Selected passage:
This insistence on the nuances and variations of oral language can be seen as part of a longstanding debate over the nature of language in Argentina: the special features of Spanish spoken in the River Plate. From the first Romantic generation of writers onwards, we find a constant defence of the right of Argentine intellectuals to renovate language and combat any hegemonic pretensions of Spanish spoken in Spain. This theme of linguistic independence was coupled in Martín Fierro, as in the Romantics, with a declaration of the right to 'contaminate' literary language with socially and culturally prestigious foreign languages. The ideal of Gallicised Spanish as the only possible language for Argentines, which Sarmiento defended, the nineteenth century ideal of the polyglot, reappeared in a caustic response by Martín Fierro to the La Gaceta Literaria of Madrid. La Gaceta had suggested that in order to combat the supposed danger of linguistic fragmentation in Hispanic America, that Madrid should become the region's 'intellectual meridian'. Borges scorned this pretension to literary purity, by ironically pointing out that 'Madrid is a city whose only intellectual invention is the Gallicism - at least, in no other part do people speak so much about it'. Borges implies here that although the Spaniards accuse the Argentines of speaking a deformed, Gallicised Spanish, their own linguistic purity is a sign of their obtuseness. They talk a lot about Gallicisms, but do not have the wit or intelligence to use Gallicisms productively.

The discourse of Martín Fierro answers the question as to which people, by their 'natural' relationship with language, can be polyglots: an Argentine polyglot is someone who has the Spanish of the River Plate as a mother tongue: only on the secure basis of these origins can a legitimate polyglotism be constructed. One can read, translate and even write in French or English but the pronunciation of the Spanish determines everything. Only through phonetics, which in the words of Oliverio Girondo, should be as natural as 'lacing up our boots', could one gamble with, and win control over, language.

[Pointing records]
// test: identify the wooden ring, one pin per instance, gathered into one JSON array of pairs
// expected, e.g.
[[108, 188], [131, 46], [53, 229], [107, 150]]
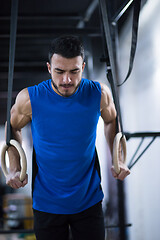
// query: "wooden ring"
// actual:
[[119, 139], [22, 159]]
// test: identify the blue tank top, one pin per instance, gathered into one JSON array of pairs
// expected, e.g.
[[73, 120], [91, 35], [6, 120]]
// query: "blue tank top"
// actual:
[[64, 134]]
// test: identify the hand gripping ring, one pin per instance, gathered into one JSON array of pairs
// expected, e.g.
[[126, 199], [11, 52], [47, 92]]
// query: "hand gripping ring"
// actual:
[[119, 139], [22, 159]]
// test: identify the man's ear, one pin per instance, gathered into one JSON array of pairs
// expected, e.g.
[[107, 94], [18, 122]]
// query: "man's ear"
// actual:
[[49, 67]]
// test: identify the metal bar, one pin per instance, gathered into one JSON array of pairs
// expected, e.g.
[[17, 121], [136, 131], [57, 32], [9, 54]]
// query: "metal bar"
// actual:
[[136, 152], [38, 18], [141, 134], [142, 153], [118, 225], [49, 33], [122, 11], [112, 69], [12, 46], [88, 13]]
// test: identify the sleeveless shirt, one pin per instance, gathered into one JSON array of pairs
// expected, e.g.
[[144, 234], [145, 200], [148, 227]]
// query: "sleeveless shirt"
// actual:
[[64, 135]]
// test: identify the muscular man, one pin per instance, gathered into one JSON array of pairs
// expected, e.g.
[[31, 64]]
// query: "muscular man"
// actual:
[[64, 113]]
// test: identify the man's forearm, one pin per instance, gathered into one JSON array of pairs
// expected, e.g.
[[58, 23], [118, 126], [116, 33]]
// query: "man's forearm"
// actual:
[[110, 132], [14, 159]]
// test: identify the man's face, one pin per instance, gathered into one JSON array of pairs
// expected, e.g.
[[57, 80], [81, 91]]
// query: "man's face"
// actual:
[[66, 74]]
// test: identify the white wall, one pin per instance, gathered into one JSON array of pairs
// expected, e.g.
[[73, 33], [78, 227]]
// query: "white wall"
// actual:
[[140, 103]]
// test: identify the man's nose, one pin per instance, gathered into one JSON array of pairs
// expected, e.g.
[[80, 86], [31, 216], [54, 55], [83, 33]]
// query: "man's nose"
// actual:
[[66, 79]]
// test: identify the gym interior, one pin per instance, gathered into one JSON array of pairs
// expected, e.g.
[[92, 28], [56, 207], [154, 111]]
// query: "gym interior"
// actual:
[[131, 208]]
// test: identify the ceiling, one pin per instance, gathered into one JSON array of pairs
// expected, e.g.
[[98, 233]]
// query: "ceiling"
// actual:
[[39, 21]]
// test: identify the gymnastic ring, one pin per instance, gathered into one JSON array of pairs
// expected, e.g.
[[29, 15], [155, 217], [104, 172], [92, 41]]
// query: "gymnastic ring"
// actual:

Challenge 1: Copy out verbatim the part of the passage on River Plate Spanish between "The discourse of" and "control over, language.", inclusive.
Challenge 2: Using the passage on River Plate Spanish, say yes or no to whether each statement agrees with it, and quote the words that decide each one: (a) La Gaceta Literaria of Madrid proposed that Madrid become the region's intellectual meridian. (b) Sarmiento opposed the ideal of Gallicised Spanish. (c) In the discourse of Martín Fierro, an Argentine polyglot has French as a mother tongue.

Task response 1:
The discourse of Martín Fierro answers the question as to which people, by their 'natural' relationship with language, can be polyglots: an Argentine polyglot is someone who has the Spanish of the River Plate as a mother tongue: only on the secure basis of these origins can a legitimate polyglotism be constructed. One can read, translate and even write in French or English but the pronunciation of the Spanish determines everything. Only through phonetics, which in the words of Oliverio Girondo, should be as natural as 'lacing up our boots', could one gamble with, and win control over, language.

Task response 2:
(a) Yes: "that Madrid should become the region's 'intellectual meridian'"
(b) No: "The ideal of Gallicised Spanish as the only possible language for Argentines, which Sarmiento defended"
(c) No: "an Argentine polyglot is someone who has the Spanish of the River Plate as a mother tongue"